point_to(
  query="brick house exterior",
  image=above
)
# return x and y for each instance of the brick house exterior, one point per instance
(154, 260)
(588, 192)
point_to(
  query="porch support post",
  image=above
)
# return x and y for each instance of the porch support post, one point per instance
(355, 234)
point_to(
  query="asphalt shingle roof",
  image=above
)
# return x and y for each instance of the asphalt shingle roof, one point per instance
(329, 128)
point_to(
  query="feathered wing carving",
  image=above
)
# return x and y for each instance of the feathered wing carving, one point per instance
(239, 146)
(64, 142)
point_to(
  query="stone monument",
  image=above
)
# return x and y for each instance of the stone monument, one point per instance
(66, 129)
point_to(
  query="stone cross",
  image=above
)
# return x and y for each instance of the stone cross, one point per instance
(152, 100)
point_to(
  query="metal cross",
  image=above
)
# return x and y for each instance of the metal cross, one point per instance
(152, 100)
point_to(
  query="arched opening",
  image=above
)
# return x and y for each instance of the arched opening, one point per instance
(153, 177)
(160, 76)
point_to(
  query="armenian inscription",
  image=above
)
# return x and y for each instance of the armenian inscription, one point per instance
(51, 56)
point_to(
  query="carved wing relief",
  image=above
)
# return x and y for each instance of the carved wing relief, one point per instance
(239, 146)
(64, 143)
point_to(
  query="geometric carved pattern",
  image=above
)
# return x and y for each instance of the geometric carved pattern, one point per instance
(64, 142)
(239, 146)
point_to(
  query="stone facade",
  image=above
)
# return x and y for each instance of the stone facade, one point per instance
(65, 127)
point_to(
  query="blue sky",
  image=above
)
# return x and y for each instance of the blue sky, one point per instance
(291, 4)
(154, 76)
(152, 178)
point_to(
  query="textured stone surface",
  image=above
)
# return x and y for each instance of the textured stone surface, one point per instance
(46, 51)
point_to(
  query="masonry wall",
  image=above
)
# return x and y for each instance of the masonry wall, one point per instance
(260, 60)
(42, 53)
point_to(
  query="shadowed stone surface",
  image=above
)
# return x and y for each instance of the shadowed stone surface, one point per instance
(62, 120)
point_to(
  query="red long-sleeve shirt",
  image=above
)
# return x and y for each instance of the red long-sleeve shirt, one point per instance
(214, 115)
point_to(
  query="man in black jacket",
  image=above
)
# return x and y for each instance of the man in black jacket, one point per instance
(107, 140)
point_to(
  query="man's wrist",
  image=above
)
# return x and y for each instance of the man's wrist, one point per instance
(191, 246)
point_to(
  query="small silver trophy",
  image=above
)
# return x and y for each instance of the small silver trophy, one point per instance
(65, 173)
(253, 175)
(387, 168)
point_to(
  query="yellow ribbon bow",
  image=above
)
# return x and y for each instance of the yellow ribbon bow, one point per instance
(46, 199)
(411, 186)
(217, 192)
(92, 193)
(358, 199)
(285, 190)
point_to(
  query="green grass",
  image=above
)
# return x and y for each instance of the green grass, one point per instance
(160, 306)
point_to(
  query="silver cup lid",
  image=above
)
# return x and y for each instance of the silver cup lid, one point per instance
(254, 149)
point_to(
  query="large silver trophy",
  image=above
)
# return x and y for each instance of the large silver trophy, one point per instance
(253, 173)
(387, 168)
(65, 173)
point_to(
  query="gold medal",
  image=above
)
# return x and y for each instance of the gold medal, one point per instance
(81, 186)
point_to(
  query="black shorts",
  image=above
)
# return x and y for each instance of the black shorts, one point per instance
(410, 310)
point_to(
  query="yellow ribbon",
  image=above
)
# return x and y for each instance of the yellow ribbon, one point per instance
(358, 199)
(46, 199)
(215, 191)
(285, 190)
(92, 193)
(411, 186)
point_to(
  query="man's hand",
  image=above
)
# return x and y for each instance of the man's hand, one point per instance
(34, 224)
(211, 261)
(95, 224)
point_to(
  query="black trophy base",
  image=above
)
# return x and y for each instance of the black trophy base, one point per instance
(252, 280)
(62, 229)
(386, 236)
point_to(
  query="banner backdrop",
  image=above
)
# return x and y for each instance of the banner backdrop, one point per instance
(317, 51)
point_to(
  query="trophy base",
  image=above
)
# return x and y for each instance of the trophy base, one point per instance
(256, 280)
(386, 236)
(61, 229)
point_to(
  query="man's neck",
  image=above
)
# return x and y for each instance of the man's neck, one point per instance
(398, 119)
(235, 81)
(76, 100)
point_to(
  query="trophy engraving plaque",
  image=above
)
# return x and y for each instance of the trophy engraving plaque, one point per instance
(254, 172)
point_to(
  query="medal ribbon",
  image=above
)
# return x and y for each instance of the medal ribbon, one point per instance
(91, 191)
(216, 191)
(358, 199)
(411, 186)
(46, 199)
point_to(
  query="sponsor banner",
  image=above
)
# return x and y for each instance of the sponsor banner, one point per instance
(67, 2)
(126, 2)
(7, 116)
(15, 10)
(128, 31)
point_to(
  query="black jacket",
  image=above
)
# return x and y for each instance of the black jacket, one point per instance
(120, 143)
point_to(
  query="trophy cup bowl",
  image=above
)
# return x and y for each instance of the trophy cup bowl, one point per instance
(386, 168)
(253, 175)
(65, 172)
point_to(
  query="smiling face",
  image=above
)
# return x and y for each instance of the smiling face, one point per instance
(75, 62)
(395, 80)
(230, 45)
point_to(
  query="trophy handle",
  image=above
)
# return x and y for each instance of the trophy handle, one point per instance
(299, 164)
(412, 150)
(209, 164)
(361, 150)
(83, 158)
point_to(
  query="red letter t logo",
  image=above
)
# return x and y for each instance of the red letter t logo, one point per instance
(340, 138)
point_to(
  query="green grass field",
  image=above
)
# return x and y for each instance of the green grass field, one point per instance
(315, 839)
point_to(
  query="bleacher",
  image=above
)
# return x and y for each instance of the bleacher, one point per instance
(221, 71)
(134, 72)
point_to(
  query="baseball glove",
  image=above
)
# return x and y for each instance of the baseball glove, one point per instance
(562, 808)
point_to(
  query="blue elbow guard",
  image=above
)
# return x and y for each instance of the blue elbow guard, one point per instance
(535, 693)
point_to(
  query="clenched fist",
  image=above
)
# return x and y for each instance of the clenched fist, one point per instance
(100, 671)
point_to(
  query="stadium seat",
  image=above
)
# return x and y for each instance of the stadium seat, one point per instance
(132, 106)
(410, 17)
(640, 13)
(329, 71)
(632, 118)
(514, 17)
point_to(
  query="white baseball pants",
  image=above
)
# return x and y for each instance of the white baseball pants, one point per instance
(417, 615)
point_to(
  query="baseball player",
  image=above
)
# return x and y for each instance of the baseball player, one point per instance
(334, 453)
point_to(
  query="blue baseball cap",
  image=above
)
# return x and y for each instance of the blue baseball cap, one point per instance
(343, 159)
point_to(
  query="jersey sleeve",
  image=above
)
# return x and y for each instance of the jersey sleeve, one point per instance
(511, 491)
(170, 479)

** The task **
Please give all the lines above again, exactly as they read.

** Response to the exercise **
point_to(
  query="brick house exterior",
  image=above
)
# return x and y for each instance of the brick house exterior, one point per instance
(154, 260)
(588, 192)
point_to(
  query="porch support post",
  image=above
)
# return x and y for each instance of the porch support post, one point per instance
(355, 234)
point_to(
  query="asphalt shingle roof",
  image=above
)
# return x and y for each instance of the asphalt shingle roof, one point per instance
(329, 128)
point_to(
  query="feathered wing carving",
  image=above
)
# return x and y for each instance of the feathered wing carving, one point per instance
(239, 146)
(64, 142)
point_to(
  query="stone monument",
  image=above
)
# return x and y for each instance of the stone monument, one point per instance
(66, 129)
point_to(
  query="stone cross",
  image=above
)
# return x and y for each instance of the stone cross, one point per instance
(152, 100)
point_to(
  query="metal cross",
  image=above
)
# return x and y for each instance of the metal cross, one point per instance
(152, 100)
point_to(
  query="arched opening",
  image=above
)
# return x and y for each instance of the arched opening, one point per instance
(153, 177)
(160, 76)
point_to(
  query="armenian inscription",
  image=above
)
# return x and y for each instance of the armenian inscription, one point per instance
(51, 56)
point_to(
  query="carved wing relief",
  image=above
)
# return x and y for each instance of the carved wing relief, one point per instance
(239, 146)
(64, 143)
point_to(
  query="geometric carved pattern",
  image=above
)
# return x and y for each instance of the geometric carved pattern, one point per instance
(64, 142)
(239, 146)
point_to(
  query="stone facade",
  image=above
)
# return x and y for each instance of the stone facade, one point per instance
(65, 127)
point_to(
  query="blue sky",
  image=above
)
# return x and y for each instance of the blue sky, one point per instance
(291, 4)
(154, 76)
(152, 178)
point_to(
  query="textured stone surface",
  image=above
)
# return x and y for each instance of the textured stone surface, one point per instance
(46, 51)
point_to(
  query="masonry wall",
  image=above
)
# return x and y for each instance of the masonry wall, one point per instance
(260, 60)
(42, 53)
point_to(
  query="shadowed stone surface",
  image=above
)
# return x and y for each instance of the shadowed stone surface, one point per instance
(62, 120)
point_to(
  query="red long-sleeve shirt",
  image=above
)
# return x and y for each instance of the red long-sleeve shirt, one point per instance
(214, 115)
point_to(
  query="man in black jacket",
  image=above
)
# return x and y for each instance of the man in black jacket, one point per instance
(107, 140)
point_to(
  query="man's wrist",
  image=above
)
# return x and y for each instance of the man's wrist, one point per instance
(191, 246)
point_to(
  query="small silver trophy",
  image=above
)
# return x and y for each instance of the small silver trophy, one point per instance
(65, 173)
(253, 175)
(387, 168)
point_to(
  query="yellow ribbon bow",
  image=above
)
# return x and y for each instance of the yellow ribbon bow, one point per instance
(46, 199)
(411, 186)
(217, 192)
(92, 193)
(358, 199)
(285, 190)
point_to(
  query="green grass",
  image=above
)
# return x and y for each instance of the green grass, one point per instance
(160, 306)
point_to(
  query="silver cup lid",
  image=above
)
# return x and y for each instance of the silver cup lid, one point per instance
(254, 149)
point_to(
  query="large silver trophy",
  image=above
)
# return x and y for each instance of the large silver trophy, one point per instance
(253, 173)
(387, 168)
(65, 173)
point_to(
  query="gold medal",
  image=above
)
# return x and y for each instance of the gold medal, one point per instance
(81, 186)
point_to(
  query="black shorts",
  image=above
)
# return x and y for each instance of the black shorts, one point per instance
(410, 310)
point_to(
  query="yellow ribbon",
  image=above
)
# return x and y for each instance of the yellow ribbon, one point per instance
(358, 199)
(46, 199)
(215, 191)
(285, 190)
(92, 193)
(411, 186)
point_to(
  query="man's hand",
  image=above
)
# return x and y for each instance of the man's hand, one point per instance
(34, 224)
(211, 261)
(95, 224)
point_to(
  query="black trophy base",
  image=above
)
# return x and y for each instance of the black trophy base, one point per instance
(252, 280)
(62, 229)
(386, 236)
point_to(
  query="banner backdrop",
  image=above
)
# return x and y for each instance of the banner backdrop, one point per instance
(317, 51)
point_to(
  query="trophy base",
  image=above
)
# return x and y for each instance of the trophy base, one point per instance
(256, 280)
(386, 236)
(61, 229)
point_to(
  query="man's neck",
  image=above
)
# return x and y for each instance of the man's neck, one point per instance
(398, 119)
(235, 81)
(76, 100)
point_to(
  query="trophy engraving plaque",
  image=above
)
# return x and y for each instance of the trophy engraving plaque, one point per instance
(254, 172)
point_to(
  query="medal ribbon",
  image=above
)
# return x and y for each instance of the medal ribbon, one point per instance
(91, 191)
(216, 191)
(358, 199)
(411, 186)
(46, 199)
point_to(
  query="sponsor banner",
  image=above
)
# return x and y for each instance of the sponsor banner, one point per instance
(67, 2)
(126, 2)
(7, 116)
(15, 10)
(128, 31)
point_to(
  query="black jacket",
  image=above
)
# return x and y for each instance of the black jacket, one point per instance
(120, 143)
point_to(
  query="trophy cup bowl",
  image=above
)
# return x and y for each instance of the trophy cup bowl, one point per instance
(386, 168)
(253, 175)
(65, 172)
point_to(
  query="smiling face",
  image=above
)
# return x and y for each instance of the smiling face, one point per instance
(75, 62)
(395, 80)
(230, 45)
point_to(
  query="trophy handle",
  image=above
)
# return x and y for each instance of the trophy handle, one point per instance
(299, 164)
(412, 150)
(209, 164)
(361, 150)
(83, 158)
point_to(
  query="red letter t logo",
  image=above
)
# return x and y for each instance of the red letter t logo, one point per instance
(340, 138)
point_to(
  query="green grass field",
  image=above
)
# return x and y for each instance of the green grass field, one point per instance
(315, 839)
point_to(
  query="bleacher",
  image=above
)
# return x and y for each instance of the bleacher, one point per instance
(221, 71)
(134, 72)
point_to(
  query="baseball glove",
  image=above
)
# return x and y for each instance of the baseball glove, one point per instance
(562, 808)
point_to(
  query="blue elbow guard",
  image=above
)
# return x and y for each instance of the blue elbow guard, one point per instance
(535, 693)
point_to(
  query="clenched fist",
  image=above
)
# return x and y for each instance of the clenched fist, one point per instance
(100, 671)
point_to(
  query="stadium seat",
  image=above
)
# return x and y for each instance of the stadium seat, one point per instance
(132, 106)
(410, 17)
(640, 13)
(329, 71)
(632, 118)
(514, 17)
point_to(
  query="white baseball pants",
  image=above
)
# return x and y for each instance of the white baseball pants, one point per instance
(417, 615)
point_to(
  query="baseball player",
  image=above
)
# return x and y for each instance of the baseball player, one point per instance
(334, 453)
point_to(
  query="blue baseball cap",
  image=above
)
# return x and y for each instance of the blue baseball cap, one point per instance
(343, 159)
point_to(
  query="jersey sleeve",
  image=above
)
# return x and y for each instance of the jersey sleeve, one point per instance
(511, 491)
(170, 479)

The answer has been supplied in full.